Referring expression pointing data
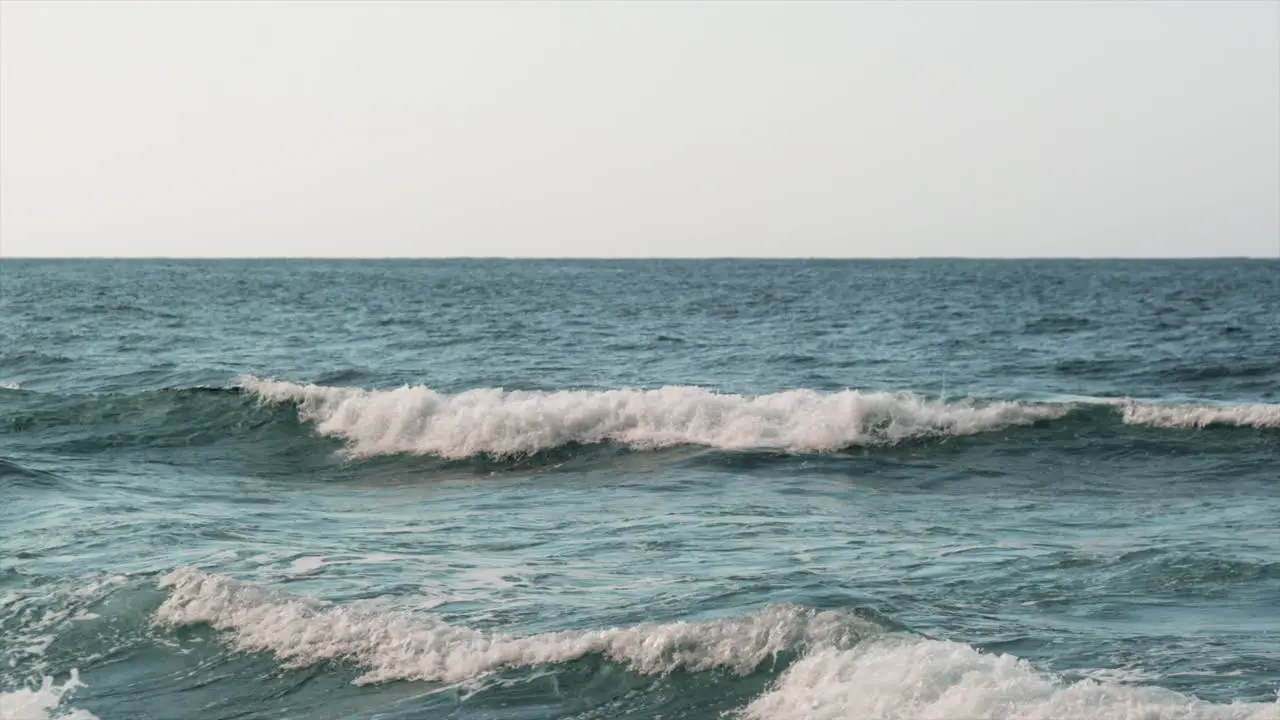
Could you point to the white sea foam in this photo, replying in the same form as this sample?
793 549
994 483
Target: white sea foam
42 703
922 679
848 666
1185 417
507 423
401 646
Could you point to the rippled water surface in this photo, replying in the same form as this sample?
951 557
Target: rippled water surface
525 490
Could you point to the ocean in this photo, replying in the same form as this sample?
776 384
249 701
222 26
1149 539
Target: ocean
638 490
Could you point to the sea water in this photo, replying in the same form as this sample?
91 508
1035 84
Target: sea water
522 490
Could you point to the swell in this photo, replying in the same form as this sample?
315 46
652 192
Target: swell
833 664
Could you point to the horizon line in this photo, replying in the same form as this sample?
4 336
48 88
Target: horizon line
631 258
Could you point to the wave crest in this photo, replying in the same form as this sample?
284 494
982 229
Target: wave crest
401 646
923 679
511 423
1198 417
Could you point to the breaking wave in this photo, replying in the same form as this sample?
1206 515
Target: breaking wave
400 646
845 666
508 423
1185 417
919 679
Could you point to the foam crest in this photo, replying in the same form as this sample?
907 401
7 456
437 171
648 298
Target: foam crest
400 646
511 423
42 703
920 679
1187 417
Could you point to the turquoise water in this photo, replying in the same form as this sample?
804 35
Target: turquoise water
524 490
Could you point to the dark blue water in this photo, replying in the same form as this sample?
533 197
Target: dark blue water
522 490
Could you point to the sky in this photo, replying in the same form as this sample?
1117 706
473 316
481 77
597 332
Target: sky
621 130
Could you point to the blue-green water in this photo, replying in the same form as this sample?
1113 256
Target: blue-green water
524 490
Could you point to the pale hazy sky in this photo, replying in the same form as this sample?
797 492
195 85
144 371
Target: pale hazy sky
654 128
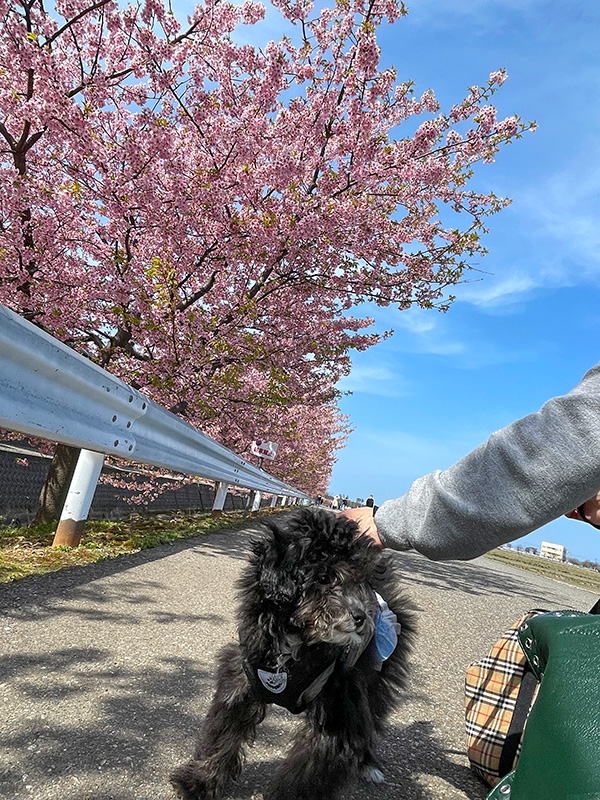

§ **Exercise details**
With the pictures excluded, the records are to be reproduced exactly.

§ **Task answer**
Could you point to the white sea foam in this photo, replying in the same form as this sample?
793 549
994 483
Target: white sea foam
42 703
922 679
848 666
1185 417
507 423
401 646
Could you point to the rippled water surface in this photo, replying in the same form as this sample?
951 557
Target: rippled water surface
525 490
Could you point to the ocean in this photo, replying in the same form as this sample?
776 384
249 701
222 26
1149 539
Target: ocean
638 490
Could you point to the sea water in this photo, replying in the same form as this sample?
91 508
1035 84
Target: sea water
522 490
Could you point to the swell in this photo, replying in the same form as this sample?
315 46
652 192
Target: swell
833 664
Could you point to the horizon line in this photo, replying in the same form as this sample?
4 336
48 88
Target: horizon line
631 258
Could you point to the wave crest in this photo, replying in the same form as this sample?
284 494
982 229
Target: wave crest
401 646
923 679
511 423
1198 417
Could you point to the breaking wave in this photo, replying in the same form as this sample?
1206 515
Target: breaking wave
400 646
845 666
508 423
1185 417
919 679
Could you point to the foam crest in this photo, replying in the same form as this sample?
907 401
7 456
437 171
648 298
Target: foam crest
400 646
511 423
42 703
920 679
1187 417
Could you point to the turquoise water in this photo, replying in the same form as this sample?
804 35
Target: turquoise water
524 490
Could you point to the dark blue water in this photo, replying in the same form as this sample?
533 197
Target: dark blue water
522 490
Could you point to the sky in this photo, replying in the same form as this sample?
1117 706
473 316
481 77
597 332
Target: sky
621 130
Could you point to the blue-green water in this photo, replying in the same form as this sample?
1113 256
Target: blue-green water
524 490
Could you point to the pale hazy sky in this photo, replying in the same form as this sample?
797 492
195 85
144 371
Target: pale hazy sky
654 128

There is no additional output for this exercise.